Most of you know I had a mini hip replacement last year. Since then, I have met quite a few women - of all ages - who do my barre class with a hip replacement or post-hip surgery of some nature.
I have been very fortunate to teach Kathryn's mum weekly and when Kathryn came to my class, my first observance was that she obviously had dance training. She is super flexible, elegant and disciplined in her moves. Her alignment and technique are so impressive! Kathryn has had a double hip surgery and she's still in her mid-20s.
The beauty of modern hip replacements is that they are for life. No need to go back for "servicing"! And you can still move like a dream. I hope you find Kathryn's story inspiring and if nothing else, that you consider your hips today and thank them for all the things you can do because they work.
Cat: Can you explain what procedures you've had done on your hips?
Kathryn: I started with a physio at a pilates studio to help strengthen my muscles.
One doctor told me I just needed strength training, another sports doctor told me I would need bolts in my hips and put me on the highest dose of Voltaren for a few weeks.
|image from balletballetballet.tumblr.com|
After both surgeries, I went through 'rehab' strengthening the muscles in my bum which were extremely weak.
When did you first notice a problem and what was the process of diagnosis?
I used to dance but I stopped during year 12 (2009). I decided to take it up again the next year (2010). I initially thought the pain was just because I hadn't danced in a while but then it got to the point where I couldn't do anything without feeling pain.
What was your fitness and activity routine like prior to surgery?
I used to dance regularly, and go to the gym on weekends. Not being able to do this was very hard. And being told by earlier doctors and physios that I would never be able to move properly again was horrible.
However when I met my surgeon, he reassured me I would get back to full function and I did :) (minus dancing)
I felt I gained a much greater appreciation for my body and my awareness of muscles and movement. Did you experience this, or were you already very aware?
I have so much more awareness of my body and what it can and can't take. Because I have shallow hip sockets which caused they think caused the damaged, I had a great deal of flexibility which I initially thought was normal. However after surgery, after them tightening my hips, it took me a while to get used to it and realise that it was more normal than what I felt before.
Are there activities you avoid now as a result of surgery?
I avoid running (although this was part of my recovery), only because I don't like it. However the impact on concrete does effect me eventually.
I don't avoid anything I just may not go 'flat out' or to the full extent. For example, in standing lunges, that really deep bend in my hip as well as having to hold my body weight eventually impacts my hip.
I still have to be careful and conscious of the muscles I use, because I know I still have a tendency to clench the front of my hip rather than activating my bum muscles.
Favourite places and teachers for yoga and pilates?
I go to One Hot Yoga for hot yoga, reformer pilates, and recently started hot mat pilates. All teachers there are great!
(Cat's note: Check out One Hot Yoga!)
Favourite 3 yoga poses?
I don't do yoga as much as I used to because I'm loving reformer pilates. In pilates I love all the leg and ab stuff.
In yoga, I like warrior 2, side plank, and pigeon pose
What would you tell anyone with a very active lifestyle (like us!) who may require this operation and feels fearful or confused about it?
It's such a scary thing to confront, especially being young. But I would recommend it to everyone, but also finding a physio and surgeon that will do what is best for you. I still have some pain sometimes, but no where near what I experienced before surgery. It's worth the few months of surgery then recovery for a future that doesn't involve a hip replacement!!

=-=-=-=-=

• _WHAT TO DO_
1: In the interview, which three yoga poses does Kathryn name as her favorites?
2: Output the part of the interview that opens with the words containing "I felt I gained" and closes with "already very aware?".
The entries after this point are separate material, apart from the interview.

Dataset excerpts
=-=-=-=-=

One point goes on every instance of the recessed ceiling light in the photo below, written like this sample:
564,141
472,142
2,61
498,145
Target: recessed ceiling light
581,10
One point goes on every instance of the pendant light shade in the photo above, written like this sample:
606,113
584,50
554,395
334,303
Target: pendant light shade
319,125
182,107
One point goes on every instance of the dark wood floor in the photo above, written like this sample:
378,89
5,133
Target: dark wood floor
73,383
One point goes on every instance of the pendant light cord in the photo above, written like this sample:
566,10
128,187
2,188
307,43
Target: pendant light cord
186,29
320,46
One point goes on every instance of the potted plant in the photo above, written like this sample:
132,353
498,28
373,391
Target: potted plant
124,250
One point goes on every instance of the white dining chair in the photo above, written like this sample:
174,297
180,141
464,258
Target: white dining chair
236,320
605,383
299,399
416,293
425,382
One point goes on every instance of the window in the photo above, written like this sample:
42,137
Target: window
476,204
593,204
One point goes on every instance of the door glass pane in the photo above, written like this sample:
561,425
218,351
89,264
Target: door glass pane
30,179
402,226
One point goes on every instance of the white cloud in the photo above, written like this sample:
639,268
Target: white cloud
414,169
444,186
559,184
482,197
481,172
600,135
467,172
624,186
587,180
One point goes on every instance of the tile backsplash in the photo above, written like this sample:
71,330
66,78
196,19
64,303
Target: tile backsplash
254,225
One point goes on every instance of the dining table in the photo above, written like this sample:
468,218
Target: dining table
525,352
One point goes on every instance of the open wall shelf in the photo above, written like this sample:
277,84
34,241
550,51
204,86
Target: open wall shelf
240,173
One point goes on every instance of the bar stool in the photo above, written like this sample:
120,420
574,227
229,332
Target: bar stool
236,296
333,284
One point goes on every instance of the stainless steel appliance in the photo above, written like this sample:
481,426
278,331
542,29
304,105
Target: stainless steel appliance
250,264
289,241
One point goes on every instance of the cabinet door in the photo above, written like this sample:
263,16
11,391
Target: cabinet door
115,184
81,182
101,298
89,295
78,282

=-=-=-=-=

• _TASK-BY-TASK ANSWERS_
1: Warrior 2, side plank, and pigeon pose.

2:
I felt I gained a much greater appreciation for my body and my awareness of muscles and movement. Did you experience this, or were you already very aware?